*Records contained in a dataset*
┄┄┄┄┄┄┄┄┄┄

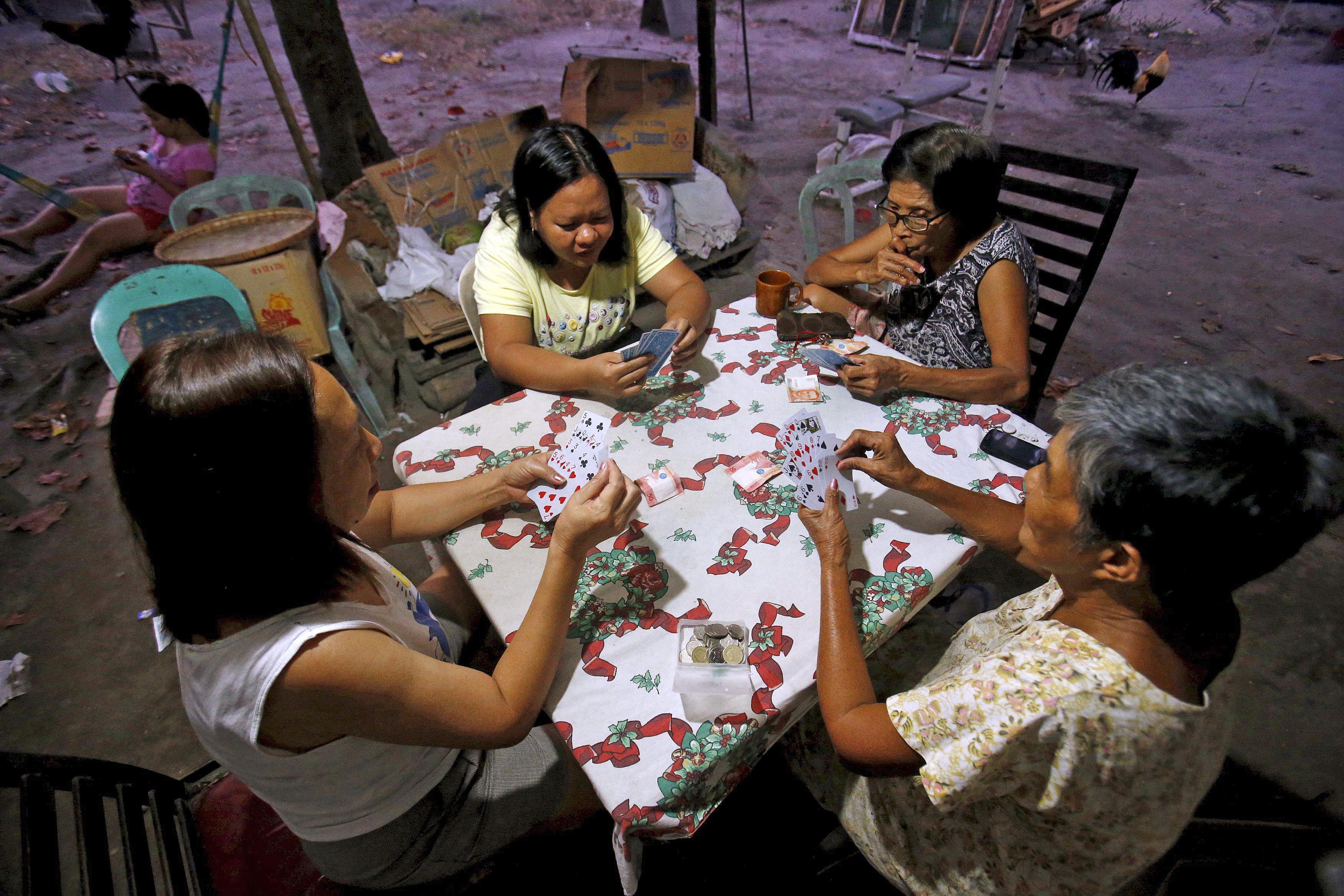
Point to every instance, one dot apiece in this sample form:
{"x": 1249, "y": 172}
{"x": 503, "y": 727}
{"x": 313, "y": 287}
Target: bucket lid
{"x": 238, "y": 237}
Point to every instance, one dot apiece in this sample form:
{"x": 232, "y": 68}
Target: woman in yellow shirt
{"x": 557, "y": 272}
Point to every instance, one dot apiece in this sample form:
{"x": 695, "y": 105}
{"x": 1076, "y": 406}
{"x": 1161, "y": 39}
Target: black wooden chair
{"x": 159, "y": 852}
{"x": 1068, "y": 207}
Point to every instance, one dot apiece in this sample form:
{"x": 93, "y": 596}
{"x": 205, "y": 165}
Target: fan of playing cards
{"x": 809, "y": 460}
{"x": 578, "y": 462}
{"x": 658, "y": 343}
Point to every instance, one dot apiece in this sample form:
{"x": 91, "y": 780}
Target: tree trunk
{"x": 706, "y": 11}
{"x": 349, "y": 137}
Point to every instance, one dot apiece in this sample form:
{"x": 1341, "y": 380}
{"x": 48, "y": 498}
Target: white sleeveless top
{"x": 339, "y": 790}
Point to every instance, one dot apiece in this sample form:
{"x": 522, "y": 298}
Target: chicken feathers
{"x": 1120, "y": 72}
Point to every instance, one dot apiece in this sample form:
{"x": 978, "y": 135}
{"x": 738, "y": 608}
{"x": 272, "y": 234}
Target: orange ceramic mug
{"x": 773, "y": 289}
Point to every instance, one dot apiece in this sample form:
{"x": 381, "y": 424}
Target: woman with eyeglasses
{"x": 948, "y": 283}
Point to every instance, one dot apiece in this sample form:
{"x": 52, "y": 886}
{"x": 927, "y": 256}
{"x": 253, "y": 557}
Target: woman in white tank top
{"x": 311, "y": 668}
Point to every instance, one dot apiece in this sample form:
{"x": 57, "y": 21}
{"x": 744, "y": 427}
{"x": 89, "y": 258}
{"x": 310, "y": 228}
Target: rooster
{"x": 109, "y": 38}
{"x": 1120, "y": 70}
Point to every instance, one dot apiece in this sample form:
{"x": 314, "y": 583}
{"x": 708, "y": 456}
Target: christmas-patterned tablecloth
{"x": 659, "y": 764}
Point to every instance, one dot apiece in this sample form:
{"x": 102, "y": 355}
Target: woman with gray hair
{"x": 1064, "y": 741}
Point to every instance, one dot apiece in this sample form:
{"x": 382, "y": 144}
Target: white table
{"x": 662, "y": 764}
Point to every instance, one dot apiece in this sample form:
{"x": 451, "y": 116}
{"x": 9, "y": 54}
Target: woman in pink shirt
{"x": 136, "y": 214}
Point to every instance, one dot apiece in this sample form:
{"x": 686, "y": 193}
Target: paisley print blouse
{"x": 938, "y": 324}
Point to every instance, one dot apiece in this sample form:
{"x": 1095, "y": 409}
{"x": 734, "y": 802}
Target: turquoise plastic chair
{"x": 276, "y": 189}
{"x": 159, "y": 288}
{"x": 835, "y": 178}
{"x": 241, "y": 187}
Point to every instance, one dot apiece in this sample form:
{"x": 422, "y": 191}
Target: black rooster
{"x": 1120, "y": 70}
{"x": 109, "y": 38}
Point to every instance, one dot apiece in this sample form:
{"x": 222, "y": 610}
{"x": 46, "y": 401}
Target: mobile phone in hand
{"x": 1013, "y": 449}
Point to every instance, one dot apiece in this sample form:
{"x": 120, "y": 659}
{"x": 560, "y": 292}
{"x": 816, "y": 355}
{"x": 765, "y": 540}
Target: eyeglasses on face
{"x": 914, "y": 224}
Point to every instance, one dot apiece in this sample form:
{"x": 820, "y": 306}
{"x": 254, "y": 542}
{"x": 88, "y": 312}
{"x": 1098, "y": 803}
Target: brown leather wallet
{"x": 796, "y": 326}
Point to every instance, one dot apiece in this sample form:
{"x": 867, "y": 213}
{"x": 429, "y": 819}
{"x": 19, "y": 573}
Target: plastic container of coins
{"x": 713, "y": 658}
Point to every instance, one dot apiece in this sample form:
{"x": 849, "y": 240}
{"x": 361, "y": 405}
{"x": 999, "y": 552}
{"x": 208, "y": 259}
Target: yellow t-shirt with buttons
{"x": 573, "y": 321}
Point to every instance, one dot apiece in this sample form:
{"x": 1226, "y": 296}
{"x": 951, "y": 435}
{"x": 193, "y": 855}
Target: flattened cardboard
{"x": 643, "y": 111}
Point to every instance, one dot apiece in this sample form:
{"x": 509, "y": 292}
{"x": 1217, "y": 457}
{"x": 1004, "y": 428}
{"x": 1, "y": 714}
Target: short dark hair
{"x": 214, "y": 449}
{"x": 1217, "y": 479}
{"x": 178, "y": 101}
{"x": 554, "y": 157}
{"x": 959, "y": 167}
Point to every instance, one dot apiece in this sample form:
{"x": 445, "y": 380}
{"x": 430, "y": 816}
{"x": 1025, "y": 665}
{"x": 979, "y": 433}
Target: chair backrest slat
{"x": 135, "y": 844}
{"x": 1058, "y": 283}
{"x": 1076, "y": 229}
{"x": 92, "y": 837}
{"x": 38, "y": 836}
{"x": 1057, "y": 253}
{"x": 1051, "y": 194}
{"x": 166, "y": 836}
{"x": 1116, "y": 182}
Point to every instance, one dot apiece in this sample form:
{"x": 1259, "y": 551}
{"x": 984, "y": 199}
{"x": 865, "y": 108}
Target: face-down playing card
{"x": 583, "y": 456}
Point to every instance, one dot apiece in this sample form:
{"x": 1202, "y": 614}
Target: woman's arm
{"x": 986, "y": 518}
{"x": 515, "y": 359}
{"x": 1003, "y": 313}
{"x": 850, "y": 264}
{"x": 432, "y": 510}
{"x": 687, "y": 305}
{"x": 859, "y": 726}
{"x": 362, "y": 683}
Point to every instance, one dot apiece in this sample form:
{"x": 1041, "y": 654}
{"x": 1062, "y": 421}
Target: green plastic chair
{"x": 241, "y": 187}
{"x": 276, "y": 189}
{"x": 835, "y": 178}
{"x": 159, "y": 288}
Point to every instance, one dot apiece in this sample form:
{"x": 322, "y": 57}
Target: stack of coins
{"x": 717, "y": 643}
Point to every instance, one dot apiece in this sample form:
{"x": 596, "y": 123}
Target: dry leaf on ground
{"x": 38, "y": 520}
{"x": 1059, "y": 386}
{"x": 14, "y": 620}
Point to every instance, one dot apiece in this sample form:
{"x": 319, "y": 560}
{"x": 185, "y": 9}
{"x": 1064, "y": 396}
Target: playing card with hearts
{"x": 583, "y": 456}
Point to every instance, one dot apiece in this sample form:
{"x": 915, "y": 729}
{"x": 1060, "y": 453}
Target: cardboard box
{"x": 425, "y": 189}
{"x": 285, "y": 297}
{"x": 643, "y": 111}
{"x": 443, "y": 187}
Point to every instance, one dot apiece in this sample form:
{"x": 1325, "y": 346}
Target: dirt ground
{"x": 1218, "y": 258}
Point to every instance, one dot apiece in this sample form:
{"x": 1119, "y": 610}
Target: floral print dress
{"x": 1051, "y": 766}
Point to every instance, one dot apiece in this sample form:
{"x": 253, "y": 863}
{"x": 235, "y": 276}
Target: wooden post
{"x": 705, "y": 17}
{"x": 315, "y": 179}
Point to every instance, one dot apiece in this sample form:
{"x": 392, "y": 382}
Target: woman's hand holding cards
{"x": 889, "y": 464}
{"x": 689, "y": 340}
{"x": 526, "y": 472}
{"x": 827, "y": 527}
{"x": 611, "y": 377}
{"x": 599, "y": 511}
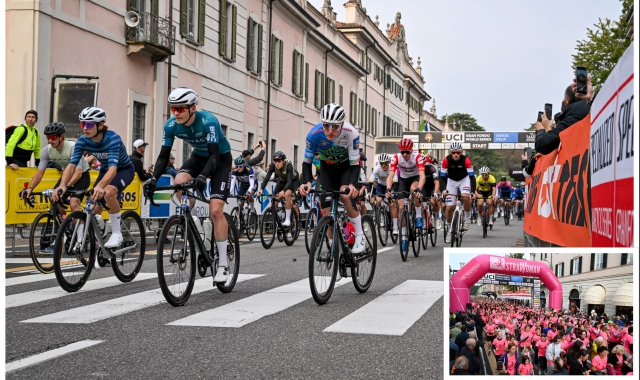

┄┄┄┄┄┄┄┄┄┄

Your task is to repeat the records exactly. Images do not belong in the copy.

*TASK ANSWER*
Point to every instance, one dot apiece in this sample form:
{"x": 1249, "y": 172}
{"x": 503, "y": 727}
{"x": 313, "y": 287}
Target: bucket lid
{"x": 238, "y": 237}
Point to every instance, one dot apiece in this sample form:
{"x": 232, "y": 68}
Target: woman in yellow shirt
{"x": 557, "y": 272}
Point to every instance, one dot apiece in this sample form:
{"x": 695, "y": 105}
{"x": 1076, "y": 406}
{"x": 1161, "y": 39}
Target: black wooden chair
{"x": 159, "y": 852}
{"x": 1068, "y": 207}
Point to every instance, one dot apiece in this sample form:
{"x": 93, "y": 596}
{"x": 205, "y": 165}
Target: fan of playing cards
{"x": 809, "y": 460}
{"x": 578, "y": 462}
{"x": 658, "y": 343}
Point to every instance, one dot apiece in this sample form:
{"x": 91, "y": 780}
Target: tree trunk
{"x": 706, "y": 11}
{"x": 349, "y": 137}
Point to every instance, one dot apiece in this sample form:
{"x": 1341, "y": 380}
{"x": 48, "y": 498}
Target: white sleeveless top
{"x": 339, "y": 790}
Point to every instance, one dot apiece in this sample form:
{"x": 522, "y": 298}
Target: chicken feathers
{"x": 1120, "y": 72}
Point to every instance, one dot apiece in this sample form:
{"x": 978, "y": 135}
{"x": 738, "y": 608}
{"x": 272, "y": 234}
Target: orange ceramic mug
{"x": 773, "y": 289}
Point to every instance, one dot apiece in this sample form:
{"x": 381, "y": 424}
Target: woman with eyeglasses
{"x": 948, "y": 283}
Point to every instance, one dot apiece in this sample form:
{"x": 52, "y": 886}
{"x": 927, "y": 256}
{"x": 253, "y": 557}
Target: woman in white tank top
{"x": 311, "y": 668}
Point to every instance, one dot apiece in this sample form:
{"x": 57, "y": 21}
{"x": 744, "y": 427}
{"x": 89, "y": 258}
{"x": 310, "y": 228}
Target: rooster
{"x": 109, "y": 38}
{"x": 1120, "y": 70}
Point to every instance, one dot apiece in this sample form:
{"x": 314, "y": 583}
{"x": 708, "y": 456}
Target: christmas-patterned tablecloth
{"x": 659, "y": 764}
Point to every instance, one dot apiece in this sample form:
{"x": 102, "y": 355}
Target: woman with gray hair
{"x": 1064, "y": 741}
Point to every instance, one dot apiece in this sample form:
{"x": 382, "y": 144}
Target: white table
{"x": 662, "y": 764}
Point to every instance, one dot apiece in this sample form:
{"x": 451, "y": 116}
{"x": 9, "y": 54}
Target: woman in pink shirt
{"x": 136, "y": 214}
Point to every instance, one dot apiece in this sample form:
{"x": 686, "y": 193}
Target: paisley print blouse
{"x": 938, "y": 324}
Point to every instance, one dot apiece in this sample form:
{"x": 1095, "y": 409}
{"x": 734, "y": 802}
Target: turquoise plastic chair
{"x": 276, "y": 189}
{"x": 159, "y": 288}
{"x": 835, "y": 178}
{"x": 241, "y": 187}
Point to every instance, one dot apiece in this sample form:
{"x": 422, "y": 191}
Target: black rooster
{"x": 1120, "y": 70}
{"x": 109, "y": 38}
Point to every instance, one dot apiece in this sample form:
{"x": 222, "y": 610}
{"x": 46, "y": 401}
Target: mobile phone in hand
{"x": 1013, "y": 449}
Point to every instance, one dot apiece in this sample form:
{"x": 120, "y": 659}
{"x": 560, "y": 292}
{"x": 816, "y": 355}
{"x": 765, "y": 540}
Target: eyeglasses on face
{"x": 914, "y": 224}
Point to every instance, one dot apiece in this sample form:
{"x": 820, "y": 306}
{"x": 254, "y": 542}
{"x": 88, "y": 312}
{"x": 1098, "y": 803}
Target: brown leather wallet
{"x": 796, "y": 326}
Point to every instance, one dot apiece in this sample form:
{"x": 867, "y": 213}
{"x": 429, "y": 819}
{"x": 19, "y": 573}
Target: plastic container of coins
{"x": 713, "y": 658}
Point to every instance, one dot apiece in this sample form:
{"x": 849, "y": 240}
{"x": 361, "y": 405}
{"x": 999, "y": 552}
{"x": 208, "y": 259}
Target: yellow t-shirt with buttons
{"x": 573, "y": 321}
Point to every instance, one dot apiece in this sample form:
{"x": 1226, "y": 296}
{"x": 951, "y": 435}
{"x": 193, "y": 855}
Target: flattened cardboard
{"x": 643, "y": 111}
Point to every instance, one dot apiece in this sample form:
{"x": 509, "y": 292}
{"x": 1217, "y": 457}
{"x": 1004, "y": 428}
{"x": 1, "y": 714}
Target: short dark hair
{"x": 214, "y": 449}
{"x": 1217, "y": 479}
{"x": 178, "y": 101}
{"x": 554, "y": 157}
{"x": 959, "y": 167}
Point to every instance, one dot apiece in this sample form:
{"x": 445, "y": 380}
{"x": 430, "y": 816}
{"x": 1025, "y": 665}
{"x": 979, "y": 433}
Target: chair backrest slat
{"x": 135, "y": 844}
{"x": 1058, "y": 283}
{"x": 1076, "y": 229}
{"x": 92, "y": 837}
{"x": 38, "y": 836}
{"x": 1057, "y": 253}
{"x": 1051, "y": 194}
{"x": 166, "y": 836}
{"x": 1116, "y": 182}
Point to every instance, one dot apiece in this sample form:
{"x": 1259, "y": 551}
{"x": 984, "y": 199}
{"x": 865, "y": 108}
Target: face-down playing card
{"x": 583, "y": 456}
Point to every instance, one dot apiece in this sample form:
{"x": 1202, "y": 614}
Target: woman's arm
{"x": 986, "y": 518}
{"x": 515, "y": 359}
{"x": 1003, "y": 313}
{"x": 850, "y": 264}
{"x": 432, "y": 510}
{"x": 687, "y": 305}
{"x": 859, "y": 726}
{"x": 362, "y": 683}
Point to every instance, one dot apiece in this sample form:
{"x": 1041, "y": 654}
{"x": 1062, "y": 421}
Target: green plastic chair
{"x": 241, "y": 187}
{"x": 276, "y": 189}
{"x": 835, "y": 178}
{"x": 159, "y": 288}
Point to every instance, one dot apiece in this sample form:
{"x": 322, "y": 57}
Target: stack of coins
{"x": 717, "y": 643}
Point to every instance, one dot apiece in this sample form:
{"x": 596, "y": 123}
Target: dry leaf on ground
{"x": 38, "y": 520}
{"x": 1059, "y": 386}
{"x": 14, "y": 620}
Point to every instance, one dot apiece in this sample form:
{"x": 319, "y": 560}
{"x": 185, "y": 9}
{"x": 1064, "y": 396}
Target: playing card with hearts
{"x": 583, "y": 456}
Point to every instance, one dot apiece in this sample form:
{"x": 915, "y": 729}
{"x": 1060, "y": 453}
Target: cardboard box
{"x": 425, "y": 189}
{"x": 285, "y": 297}
{"x": 643, "y": 111}
{"x": 443, "y": 187}
Point to every instance, one dot apiece in this sample form:
{"x": 1325, "y": 346}
Target: dirt ground
{"x": 1218, "y": 258}
Point to every instance, one dot apiece in this sample form:
{"x": 1119, "y": 610}
Target: floral print dress
{"x": 1051, "y": 766}
Point to every instance, one dot apiece in this sample form:
{"x": 253, "y": 863}
{"x": 235, "y": 276}
Target: wooden post
{"x": 705, "y": 17}
{"x": 315, "y": 179}
Point to every instance, one dot apiece in this sample form:
{"x": 392, "y": 382}
Target: woman's hand holding cards
{"x": 889, "y": 464}
{"x": 689, "y": 340}
{"x": 526, "y": 472}
{"x": 827, "y": 527}
{"x": 611, "y": 377}
{"x": 599, "y": 511}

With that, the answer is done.